**Directions for this task:** Transcribe exactly the portion of the listing below that runs from the line containing "connector? Mark that spot." through its last line.

**Material for this exercise:**

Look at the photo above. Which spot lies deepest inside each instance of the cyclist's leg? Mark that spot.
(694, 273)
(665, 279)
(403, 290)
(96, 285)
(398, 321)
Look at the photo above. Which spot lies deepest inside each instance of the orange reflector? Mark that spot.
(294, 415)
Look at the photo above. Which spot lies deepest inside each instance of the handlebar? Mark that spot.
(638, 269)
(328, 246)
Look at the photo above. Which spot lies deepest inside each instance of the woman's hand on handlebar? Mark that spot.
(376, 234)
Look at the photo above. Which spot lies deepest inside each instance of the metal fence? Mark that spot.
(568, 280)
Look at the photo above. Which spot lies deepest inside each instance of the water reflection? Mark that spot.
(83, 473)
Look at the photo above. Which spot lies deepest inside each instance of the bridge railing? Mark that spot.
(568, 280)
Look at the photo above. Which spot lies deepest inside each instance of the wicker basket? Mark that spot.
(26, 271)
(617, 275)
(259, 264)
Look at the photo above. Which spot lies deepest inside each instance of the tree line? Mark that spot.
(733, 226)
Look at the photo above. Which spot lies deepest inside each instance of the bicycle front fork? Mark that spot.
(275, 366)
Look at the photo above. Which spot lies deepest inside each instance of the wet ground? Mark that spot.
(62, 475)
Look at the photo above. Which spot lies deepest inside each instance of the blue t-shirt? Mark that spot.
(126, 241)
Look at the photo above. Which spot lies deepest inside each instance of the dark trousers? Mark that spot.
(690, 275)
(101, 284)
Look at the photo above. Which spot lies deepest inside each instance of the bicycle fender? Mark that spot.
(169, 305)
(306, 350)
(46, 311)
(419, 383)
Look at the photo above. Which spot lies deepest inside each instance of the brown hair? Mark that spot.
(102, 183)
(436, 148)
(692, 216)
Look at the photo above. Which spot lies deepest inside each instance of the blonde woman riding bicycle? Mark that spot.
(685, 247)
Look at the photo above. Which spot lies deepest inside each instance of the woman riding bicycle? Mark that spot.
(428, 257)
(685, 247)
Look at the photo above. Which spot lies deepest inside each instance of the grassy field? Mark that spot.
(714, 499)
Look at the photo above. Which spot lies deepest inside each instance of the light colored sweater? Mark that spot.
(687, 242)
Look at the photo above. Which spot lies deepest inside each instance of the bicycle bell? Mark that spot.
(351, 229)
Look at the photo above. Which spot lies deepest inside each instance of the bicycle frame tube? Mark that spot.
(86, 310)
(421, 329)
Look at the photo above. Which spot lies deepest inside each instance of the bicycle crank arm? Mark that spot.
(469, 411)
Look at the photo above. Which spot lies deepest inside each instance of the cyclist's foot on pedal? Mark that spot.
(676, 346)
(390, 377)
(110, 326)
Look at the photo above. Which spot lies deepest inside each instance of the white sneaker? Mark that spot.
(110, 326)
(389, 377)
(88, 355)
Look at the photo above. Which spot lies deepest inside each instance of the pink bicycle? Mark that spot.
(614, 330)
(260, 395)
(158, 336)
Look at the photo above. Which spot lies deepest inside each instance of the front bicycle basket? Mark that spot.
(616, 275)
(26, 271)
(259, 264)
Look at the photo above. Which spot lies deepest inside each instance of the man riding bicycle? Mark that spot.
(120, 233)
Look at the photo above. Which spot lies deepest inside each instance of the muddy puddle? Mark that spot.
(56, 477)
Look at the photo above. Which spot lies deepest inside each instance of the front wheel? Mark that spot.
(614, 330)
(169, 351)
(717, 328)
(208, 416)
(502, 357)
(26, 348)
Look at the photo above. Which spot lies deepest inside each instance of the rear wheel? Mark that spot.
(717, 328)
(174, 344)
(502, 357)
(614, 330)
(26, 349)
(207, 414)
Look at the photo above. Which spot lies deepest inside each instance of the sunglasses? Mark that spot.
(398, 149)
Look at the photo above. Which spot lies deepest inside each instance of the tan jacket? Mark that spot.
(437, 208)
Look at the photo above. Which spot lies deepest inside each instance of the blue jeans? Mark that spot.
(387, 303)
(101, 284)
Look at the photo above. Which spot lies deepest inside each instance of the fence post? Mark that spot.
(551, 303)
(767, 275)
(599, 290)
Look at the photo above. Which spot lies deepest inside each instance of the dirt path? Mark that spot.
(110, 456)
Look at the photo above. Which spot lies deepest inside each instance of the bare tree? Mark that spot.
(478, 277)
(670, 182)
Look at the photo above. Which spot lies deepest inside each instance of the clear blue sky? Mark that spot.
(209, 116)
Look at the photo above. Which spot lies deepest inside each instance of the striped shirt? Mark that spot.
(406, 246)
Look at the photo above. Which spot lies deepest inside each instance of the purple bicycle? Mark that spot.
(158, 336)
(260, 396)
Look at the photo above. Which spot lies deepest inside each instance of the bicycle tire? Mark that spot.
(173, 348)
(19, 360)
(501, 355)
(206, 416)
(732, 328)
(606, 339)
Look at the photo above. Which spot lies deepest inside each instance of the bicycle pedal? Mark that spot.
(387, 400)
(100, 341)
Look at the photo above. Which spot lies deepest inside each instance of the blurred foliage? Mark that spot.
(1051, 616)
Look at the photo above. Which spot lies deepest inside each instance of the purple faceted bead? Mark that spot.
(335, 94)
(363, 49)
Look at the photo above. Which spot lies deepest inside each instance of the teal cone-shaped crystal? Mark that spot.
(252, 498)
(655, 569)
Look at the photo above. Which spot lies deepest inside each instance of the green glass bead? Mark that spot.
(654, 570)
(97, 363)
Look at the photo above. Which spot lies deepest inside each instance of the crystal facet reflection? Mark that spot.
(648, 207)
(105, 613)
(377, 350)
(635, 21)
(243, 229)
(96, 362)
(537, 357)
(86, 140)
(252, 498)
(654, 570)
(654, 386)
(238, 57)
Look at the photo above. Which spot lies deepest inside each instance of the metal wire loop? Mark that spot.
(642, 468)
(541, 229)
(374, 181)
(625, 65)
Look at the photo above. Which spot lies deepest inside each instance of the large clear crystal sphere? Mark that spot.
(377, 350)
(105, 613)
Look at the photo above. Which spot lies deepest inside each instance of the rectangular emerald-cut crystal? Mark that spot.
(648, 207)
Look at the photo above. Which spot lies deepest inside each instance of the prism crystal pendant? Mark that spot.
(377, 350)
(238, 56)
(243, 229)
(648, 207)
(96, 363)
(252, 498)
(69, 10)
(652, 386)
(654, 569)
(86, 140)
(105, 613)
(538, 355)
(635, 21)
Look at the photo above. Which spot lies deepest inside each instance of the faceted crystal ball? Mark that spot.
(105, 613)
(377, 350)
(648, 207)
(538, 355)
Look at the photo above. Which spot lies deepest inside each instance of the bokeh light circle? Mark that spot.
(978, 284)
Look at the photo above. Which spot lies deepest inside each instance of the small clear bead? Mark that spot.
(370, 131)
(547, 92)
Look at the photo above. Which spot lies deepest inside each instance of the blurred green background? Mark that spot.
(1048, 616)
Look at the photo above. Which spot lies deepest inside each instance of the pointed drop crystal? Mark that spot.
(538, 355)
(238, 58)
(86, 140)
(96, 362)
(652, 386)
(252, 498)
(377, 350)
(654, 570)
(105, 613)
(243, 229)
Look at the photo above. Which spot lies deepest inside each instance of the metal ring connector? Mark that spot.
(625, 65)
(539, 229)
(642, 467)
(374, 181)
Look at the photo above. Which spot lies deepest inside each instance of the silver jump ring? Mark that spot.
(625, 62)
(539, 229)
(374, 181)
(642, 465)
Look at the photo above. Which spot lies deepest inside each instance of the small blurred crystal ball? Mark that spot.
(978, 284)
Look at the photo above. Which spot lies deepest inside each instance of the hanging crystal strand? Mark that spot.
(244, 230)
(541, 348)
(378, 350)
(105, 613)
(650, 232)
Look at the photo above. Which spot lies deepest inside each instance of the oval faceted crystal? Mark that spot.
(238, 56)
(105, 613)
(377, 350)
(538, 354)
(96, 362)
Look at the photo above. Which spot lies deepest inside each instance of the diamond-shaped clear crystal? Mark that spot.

**The completed task:**
Look at the photo above. Which spot lies deepest inside each instance of the metal ring connector? Mark that spot.
(625, 65)
(539, 229)
(642, 467)
(374, 181)
Look at the photo above. Which spot lies deepest inside each instance of the silver jump ring? Mark that spot.
(625, 62)
(539, 229)
(374, 181)
(642, 465)
Look at the photo above. Which spot lies deepest inside each instance of the small blurred crystal ball? Mark that spot.
(978, 284)
Look at the photo above. Which spot lies deepest inside each instance of the hanging crystal strand? Mark that spot.
(244, 230)
(541, 348)
(378, 350)
(105, 613)
(650, 232)
Look at the photo above. Which spot lies deepest inside each instance of the oval faceted crystal? Mark that spot.
(238, 56)
(105, 613)
(377, 350)
(538, 354)
(96, 362)
Look at the photo above. Which spot lies deepest inside each instance of the diamond-shaped clear crystal? Mark that spot.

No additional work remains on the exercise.